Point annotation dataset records
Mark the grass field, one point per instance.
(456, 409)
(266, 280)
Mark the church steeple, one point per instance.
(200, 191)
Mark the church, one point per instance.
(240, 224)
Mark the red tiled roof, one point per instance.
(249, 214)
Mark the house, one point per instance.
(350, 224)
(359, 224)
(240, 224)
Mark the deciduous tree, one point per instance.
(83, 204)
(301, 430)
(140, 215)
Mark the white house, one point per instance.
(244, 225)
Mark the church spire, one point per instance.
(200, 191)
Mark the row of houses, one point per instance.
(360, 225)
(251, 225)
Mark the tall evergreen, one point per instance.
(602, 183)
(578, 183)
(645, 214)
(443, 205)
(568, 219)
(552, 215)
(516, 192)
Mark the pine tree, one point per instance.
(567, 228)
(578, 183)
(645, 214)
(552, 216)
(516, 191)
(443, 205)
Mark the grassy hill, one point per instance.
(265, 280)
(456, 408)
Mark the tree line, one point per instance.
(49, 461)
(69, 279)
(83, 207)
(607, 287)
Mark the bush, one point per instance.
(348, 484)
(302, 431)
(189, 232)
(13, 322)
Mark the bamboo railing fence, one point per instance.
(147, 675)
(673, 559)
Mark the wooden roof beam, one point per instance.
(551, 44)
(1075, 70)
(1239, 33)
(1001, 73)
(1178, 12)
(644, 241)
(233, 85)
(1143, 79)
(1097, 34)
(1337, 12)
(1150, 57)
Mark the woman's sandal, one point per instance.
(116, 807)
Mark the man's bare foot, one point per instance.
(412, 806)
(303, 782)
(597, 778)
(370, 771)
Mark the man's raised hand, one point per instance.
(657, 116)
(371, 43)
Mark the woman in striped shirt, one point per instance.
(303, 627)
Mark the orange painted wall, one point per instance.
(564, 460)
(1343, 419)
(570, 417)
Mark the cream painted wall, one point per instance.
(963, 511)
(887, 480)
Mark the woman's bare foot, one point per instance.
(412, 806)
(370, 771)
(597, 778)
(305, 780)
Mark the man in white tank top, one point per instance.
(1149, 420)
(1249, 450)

- **Aim**:
Type out the full listing again, exactly as given.

- **Answer to the problem**:
Mark the grass field, one point per instance.
(456, 409)
(266, 280)
Mark the church steeple, one point per instance.
(200, 191)
Mark the church, one point per instance.
(240, 224)
Mark the red tiled roof, one point per instance.
(249, 214)
Mark the house, one point per instance.
(350, 224)
(359, 224)
(240, 224)
Mark the deciduous tree, one point per instance.
(83, 204)
(301, 430)
(140, 215)
Mark the white house, one point per instance.
(244, 225)
Mark the church spire, one point per instance.
(200, 191)
Mark the row of houses, one point per instance.
(360, 225)
(251, 225)
Mark the tall evergreen, one point per instance.
(602, 183)
(578, 183)
(645, 214)
(443, 205)
(568, 219)
(552, 215)
(516, 192)
Mark the pine tree, one point per instance.
(567, 228)
(578, 183)
(645, 214)
(552, 216)
(516, 191)
(443, 205)
Mark the grassy hill, one point per instance.
(265, 280)
(456, 408)
Mark the tree line, one point per instance.
(49, 461)
(69, 279)
(83, 207)
(607, 287)
Mark the bush, one point per instance.
(348, 484)
(302, 431)
(189, 232)
(13, 322)
Mark the bamboo railing fence, one point per instance.
(147, 675)
(673, 559)
Mark the wooden roof beam, one point per instance.
(551, 44)
(1075, 70)
(1239, 33)
(1001, 73)
(1178, 12)
(644, 241)
(233, 85)
(1143, 79)
(1097, 34)
(1337, 12)
(1150, 57)
Mark the woman's sandal, one point per instance.
(116, 807)
Mark the man's bare foot, one point per instance.
(412, 806)
(303, 782)
(597, 778)
(370, 771)
Mark the man's raised hand, one point per instance.
(657, 116)
(371, 43)
Mark the woman in striped shirt, one point per instance.
(303, 627)
Mark the orange painted wall, one point per instance.
(564, 460)
(1343, 419)
(570, 417)
Mark the cream painted wall, one point per instance.
(963, 511)
(887, 480)
Mark the woman's bare foot, one point per instance.
(412, 806)
(370, 771)
(597, 778)
(305, 780)
Mark the man in white tank top, one point per instance.
(1149, 420)
(1249, 450)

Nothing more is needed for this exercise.